[BEGIN Task material]

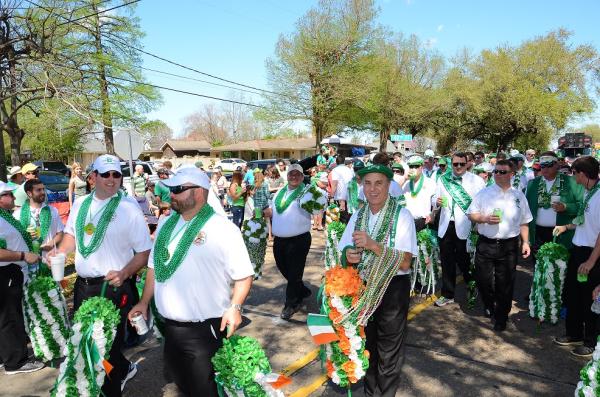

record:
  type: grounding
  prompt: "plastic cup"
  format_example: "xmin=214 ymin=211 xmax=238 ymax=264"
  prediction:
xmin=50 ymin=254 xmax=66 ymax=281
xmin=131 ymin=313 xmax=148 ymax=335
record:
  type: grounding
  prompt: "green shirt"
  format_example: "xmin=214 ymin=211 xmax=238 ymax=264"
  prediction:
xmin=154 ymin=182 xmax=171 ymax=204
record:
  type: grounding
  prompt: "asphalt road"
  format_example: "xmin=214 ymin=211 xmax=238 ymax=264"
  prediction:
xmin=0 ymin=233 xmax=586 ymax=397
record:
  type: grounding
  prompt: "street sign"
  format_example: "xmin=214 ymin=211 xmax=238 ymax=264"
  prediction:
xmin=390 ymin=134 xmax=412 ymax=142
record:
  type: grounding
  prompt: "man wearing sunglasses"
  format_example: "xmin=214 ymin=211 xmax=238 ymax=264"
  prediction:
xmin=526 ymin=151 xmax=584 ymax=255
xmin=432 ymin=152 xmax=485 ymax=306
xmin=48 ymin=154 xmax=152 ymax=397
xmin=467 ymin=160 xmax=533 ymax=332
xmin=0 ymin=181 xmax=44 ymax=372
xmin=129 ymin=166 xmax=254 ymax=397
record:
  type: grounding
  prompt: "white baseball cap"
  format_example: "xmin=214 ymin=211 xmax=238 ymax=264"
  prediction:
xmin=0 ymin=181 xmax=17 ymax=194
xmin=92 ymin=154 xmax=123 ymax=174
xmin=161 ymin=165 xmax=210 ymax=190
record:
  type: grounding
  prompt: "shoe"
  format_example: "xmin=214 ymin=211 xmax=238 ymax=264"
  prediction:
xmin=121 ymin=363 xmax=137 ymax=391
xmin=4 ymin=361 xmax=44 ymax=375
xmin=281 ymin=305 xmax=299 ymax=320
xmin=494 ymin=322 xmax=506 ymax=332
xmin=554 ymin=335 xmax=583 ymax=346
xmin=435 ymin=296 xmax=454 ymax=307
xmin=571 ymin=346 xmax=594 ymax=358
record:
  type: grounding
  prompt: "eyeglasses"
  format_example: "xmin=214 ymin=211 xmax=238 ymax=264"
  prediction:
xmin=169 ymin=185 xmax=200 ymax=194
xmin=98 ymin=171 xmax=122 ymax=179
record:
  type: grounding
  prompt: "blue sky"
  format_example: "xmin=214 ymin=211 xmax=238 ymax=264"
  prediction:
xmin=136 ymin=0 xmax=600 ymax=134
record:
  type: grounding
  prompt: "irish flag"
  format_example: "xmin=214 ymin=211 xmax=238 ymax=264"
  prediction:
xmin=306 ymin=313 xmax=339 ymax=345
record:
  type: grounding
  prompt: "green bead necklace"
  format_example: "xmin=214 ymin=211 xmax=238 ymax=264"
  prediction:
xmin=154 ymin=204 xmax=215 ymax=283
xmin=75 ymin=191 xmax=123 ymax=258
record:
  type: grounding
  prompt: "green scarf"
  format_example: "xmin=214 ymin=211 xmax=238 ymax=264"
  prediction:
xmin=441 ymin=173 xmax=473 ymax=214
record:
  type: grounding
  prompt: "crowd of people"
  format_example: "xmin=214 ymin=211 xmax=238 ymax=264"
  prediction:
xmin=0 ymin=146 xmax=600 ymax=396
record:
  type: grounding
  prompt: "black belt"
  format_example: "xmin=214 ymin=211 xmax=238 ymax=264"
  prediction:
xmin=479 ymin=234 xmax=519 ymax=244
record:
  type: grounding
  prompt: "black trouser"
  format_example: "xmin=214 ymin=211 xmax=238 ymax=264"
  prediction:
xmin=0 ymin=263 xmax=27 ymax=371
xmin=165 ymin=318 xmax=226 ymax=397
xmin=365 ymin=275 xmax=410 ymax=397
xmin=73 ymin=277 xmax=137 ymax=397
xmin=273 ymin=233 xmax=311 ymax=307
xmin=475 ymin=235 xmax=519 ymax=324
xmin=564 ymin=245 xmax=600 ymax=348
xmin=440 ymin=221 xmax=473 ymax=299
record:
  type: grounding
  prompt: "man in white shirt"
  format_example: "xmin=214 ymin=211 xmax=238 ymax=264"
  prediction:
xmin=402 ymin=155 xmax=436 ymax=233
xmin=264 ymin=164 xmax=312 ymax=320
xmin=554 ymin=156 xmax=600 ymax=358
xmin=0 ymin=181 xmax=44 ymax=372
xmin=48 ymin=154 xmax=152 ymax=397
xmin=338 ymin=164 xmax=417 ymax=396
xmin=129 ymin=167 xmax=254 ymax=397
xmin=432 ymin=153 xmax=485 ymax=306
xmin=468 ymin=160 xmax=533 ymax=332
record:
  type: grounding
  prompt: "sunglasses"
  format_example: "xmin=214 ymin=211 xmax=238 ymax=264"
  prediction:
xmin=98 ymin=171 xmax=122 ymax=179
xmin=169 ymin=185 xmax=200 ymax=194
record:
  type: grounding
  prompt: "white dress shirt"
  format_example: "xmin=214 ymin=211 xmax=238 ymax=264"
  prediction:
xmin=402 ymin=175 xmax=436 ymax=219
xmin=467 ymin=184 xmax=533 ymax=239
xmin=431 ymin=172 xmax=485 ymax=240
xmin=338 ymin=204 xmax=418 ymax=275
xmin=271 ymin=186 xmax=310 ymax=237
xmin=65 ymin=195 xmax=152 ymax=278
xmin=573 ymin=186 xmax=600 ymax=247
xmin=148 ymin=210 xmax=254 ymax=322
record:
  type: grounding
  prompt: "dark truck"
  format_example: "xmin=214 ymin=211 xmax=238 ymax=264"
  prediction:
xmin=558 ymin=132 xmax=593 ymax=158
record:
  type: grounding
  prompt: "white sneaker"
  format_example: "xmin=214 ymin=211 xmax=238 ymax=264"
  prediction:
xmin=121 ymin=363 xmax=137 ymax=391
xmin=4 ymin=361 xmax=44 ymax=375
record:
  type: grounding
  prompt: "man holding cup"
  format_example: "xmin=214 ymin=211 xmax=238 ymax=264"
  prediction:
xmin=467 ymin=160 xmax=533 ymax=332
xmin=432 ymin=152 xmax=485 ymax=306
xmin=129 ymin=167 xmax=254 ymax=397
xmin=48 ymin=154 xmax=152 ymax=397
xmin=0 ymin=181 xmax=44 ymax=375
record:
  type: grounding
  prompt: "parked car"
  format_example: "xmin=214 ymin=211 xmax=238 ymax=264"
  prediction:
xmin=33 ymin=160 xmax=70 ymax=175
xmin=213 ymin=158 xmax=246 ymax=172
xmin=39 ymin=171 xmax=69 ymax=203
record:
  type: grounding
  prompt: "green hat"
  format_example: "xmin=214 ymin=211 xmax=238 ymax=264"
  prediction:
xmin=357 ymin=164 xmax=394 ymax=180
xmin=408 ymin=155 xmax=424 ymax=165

[END Task material]

Prompt: Count the lines in the items that contain the string "white", with case counting, and give only the number.

Task response: 4